# Work task
Retype, word for word, the lines from the first line of the entries through the line that holds "box: [228, 211, 300, 260]"; leave out the pictures.
#####
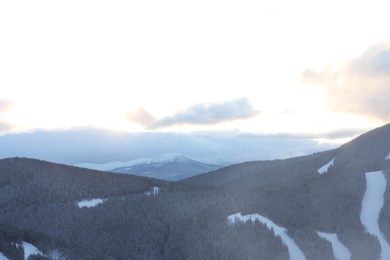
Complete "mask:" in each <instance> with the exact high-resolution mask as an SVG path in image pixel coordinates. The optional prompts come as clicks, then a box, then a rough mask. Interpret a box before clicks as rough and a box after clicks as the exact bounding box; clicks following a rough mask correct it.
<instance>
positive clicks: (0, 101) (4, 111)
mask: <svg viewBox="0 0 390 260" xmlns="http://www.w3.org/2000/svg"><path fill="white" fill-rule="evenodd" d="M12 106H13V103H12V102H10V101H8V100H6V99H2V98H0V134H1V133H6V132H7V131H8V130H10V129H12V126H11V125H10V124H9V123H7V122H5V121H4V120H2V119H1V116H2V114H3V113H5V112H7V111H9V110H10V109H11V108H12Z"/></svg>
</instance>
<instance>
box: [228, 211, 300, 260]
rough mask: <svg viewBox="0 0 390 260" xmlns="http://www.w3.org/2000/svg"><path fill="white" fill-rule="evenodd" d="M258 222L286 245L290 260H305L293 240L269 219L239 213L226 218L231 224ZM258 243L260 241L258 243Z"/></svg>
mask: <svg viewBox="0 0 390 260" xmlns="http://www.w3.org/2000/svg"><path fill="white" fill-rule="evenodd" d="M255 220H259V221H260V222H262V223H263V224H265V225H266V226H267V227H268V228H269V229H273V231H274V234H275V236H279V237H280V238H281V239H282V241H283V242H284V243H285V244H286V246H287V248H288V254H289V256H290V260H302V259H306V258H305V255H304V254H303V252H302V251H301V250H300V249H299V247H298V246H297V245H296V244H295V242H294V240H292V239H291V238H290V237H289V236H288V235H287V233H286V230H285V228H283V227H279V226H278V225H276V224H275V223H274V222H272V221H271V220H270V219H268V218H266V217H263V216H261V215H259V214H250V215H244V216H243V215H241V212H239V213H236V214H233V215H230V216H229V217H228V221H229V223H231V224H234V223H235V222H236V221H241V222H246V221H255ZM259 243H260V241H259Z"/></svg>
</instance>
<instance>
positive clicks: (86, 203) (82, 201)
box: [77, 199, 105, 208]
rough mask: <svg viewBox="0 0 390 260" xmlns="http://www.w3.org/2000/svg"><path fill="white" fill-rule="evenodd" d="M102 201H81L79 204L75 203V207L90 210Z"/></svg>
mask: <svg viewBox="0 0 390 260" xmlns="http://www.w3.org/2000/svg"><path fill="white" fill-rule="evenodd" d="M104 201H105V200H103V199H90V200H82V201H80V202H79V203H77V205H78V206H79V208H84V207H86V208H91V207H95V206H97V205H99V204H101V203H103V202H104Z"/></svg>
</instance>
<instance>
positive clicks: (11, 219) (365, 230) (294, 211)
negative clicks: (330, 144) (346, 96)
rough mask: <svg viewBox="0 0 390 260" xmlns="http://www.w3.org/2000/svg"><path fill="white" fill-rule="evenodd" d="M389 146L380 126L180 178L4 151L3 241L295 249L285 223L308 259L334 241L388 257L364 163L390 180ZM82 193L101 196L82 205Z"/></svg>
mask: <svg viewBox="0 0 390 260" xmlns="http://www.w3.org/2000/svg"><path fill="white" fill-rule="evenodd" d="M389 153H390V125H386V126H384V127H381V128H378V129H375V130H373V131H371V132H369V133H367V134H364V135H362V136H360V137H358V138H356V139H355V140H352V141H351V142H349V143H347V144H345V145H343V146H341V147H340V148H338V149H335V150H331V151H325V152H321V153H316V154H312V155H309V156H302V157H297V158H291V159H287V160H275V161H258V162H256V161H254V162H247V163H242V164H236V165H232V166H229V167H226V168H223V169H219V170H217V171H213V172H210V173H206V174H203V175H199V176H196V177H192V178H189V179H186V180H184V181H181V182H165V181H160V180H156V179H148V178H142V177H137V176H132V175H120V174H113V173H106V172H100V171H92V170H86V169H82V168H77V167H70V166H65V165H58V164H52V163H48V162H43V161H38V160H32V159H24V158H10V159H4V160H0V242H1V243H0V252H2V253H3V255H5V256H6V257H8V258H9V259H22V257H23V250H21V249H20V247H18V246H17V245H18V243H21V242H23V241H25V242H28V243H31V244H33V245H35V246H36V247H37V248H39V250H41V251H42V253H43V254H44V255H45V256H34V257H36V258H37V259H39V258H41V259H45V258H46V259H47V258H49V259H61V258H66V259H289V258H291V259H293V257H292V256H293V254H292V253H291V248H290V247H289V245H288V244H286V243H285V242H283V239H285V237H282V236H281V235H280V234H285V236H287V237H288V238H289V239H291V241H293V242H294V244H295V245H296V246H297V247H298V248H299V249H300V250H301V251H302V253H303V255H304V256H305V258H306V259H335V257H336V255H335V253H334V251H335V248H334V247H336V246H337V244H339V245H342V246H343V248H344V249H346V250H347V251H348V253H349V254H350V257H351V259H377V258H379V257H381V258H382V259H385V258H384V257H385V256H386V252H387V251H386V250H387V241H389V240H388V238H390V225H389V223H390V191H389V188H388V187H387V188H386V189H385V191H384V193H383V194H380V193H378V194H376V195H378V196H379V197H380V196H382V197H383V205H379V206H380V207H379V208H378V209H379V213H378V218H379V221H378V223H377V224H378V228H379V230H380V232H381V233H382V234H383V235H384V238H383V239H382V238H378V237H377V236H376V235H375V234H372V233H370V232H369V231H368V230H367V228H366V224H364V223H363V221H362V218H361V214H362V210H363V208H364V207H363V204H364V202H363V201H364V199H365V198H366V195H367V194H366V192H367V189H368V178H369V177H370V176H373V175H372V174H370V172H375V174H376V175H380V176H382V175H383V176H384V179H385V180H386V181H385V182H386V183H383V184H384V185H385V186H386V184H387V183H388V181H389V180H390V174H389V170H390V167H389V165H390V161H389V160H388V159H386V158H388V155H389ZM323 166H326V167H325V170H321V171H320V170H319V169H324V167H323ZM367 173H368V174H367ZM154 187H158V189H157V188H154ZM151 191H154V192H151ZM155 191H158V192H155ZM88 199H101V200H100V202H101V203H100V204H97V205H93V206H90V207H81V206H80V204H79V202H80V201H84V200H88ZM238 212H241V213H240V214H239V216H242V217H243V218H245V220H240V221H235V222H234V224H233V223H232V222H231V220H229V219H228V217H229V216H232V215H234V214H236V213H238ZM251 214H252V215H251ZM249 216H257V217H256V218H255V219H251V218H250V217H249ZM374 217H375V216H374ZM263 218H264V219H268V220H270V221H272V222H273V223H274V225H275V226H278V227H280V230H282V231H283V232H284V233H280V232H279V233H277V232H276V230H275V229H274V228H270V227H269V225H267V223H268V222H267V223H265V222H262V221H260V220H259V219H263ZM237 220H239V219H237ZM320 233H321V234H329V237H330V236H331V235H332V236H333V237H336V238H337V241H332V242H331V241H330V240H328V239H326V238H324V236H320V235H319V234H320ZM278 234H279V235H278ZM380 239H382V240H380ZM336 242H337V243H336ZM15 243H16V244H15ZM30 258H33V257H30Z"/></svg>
#####
# Answer space
Complete "mask:" in each <instance> with the exact high-resolution mask as an SVG path in image pixel coordinates. The optional prompts come as clicks, then a box, then a rough mask. Interpret a box before clicks as rough and a box after clicks as the exact bounding box; clicks following a rough mask correct it.
<instance>
positive clicks: (0, 101) (4, 111)
mask: <svg viewBox="0 0 390 260" xmlns="http://www.w3.org/2000/svg"><path fill="white" fill-rule="evenodd" d="M12 106H13V103H12V102H10V101H8V100H6V99H2V98H0V134H1V133H6V132H7V131H8V130H10V129H12V126H11V125H10V124H9V123H7V122H5V121H4V120H2V119H1V116H2V114H3V113H5V112H7V111H9V110H10V109H11V108H12Z"/></svg>
</instance>
<instance>
box: [228, 211, 300, 260]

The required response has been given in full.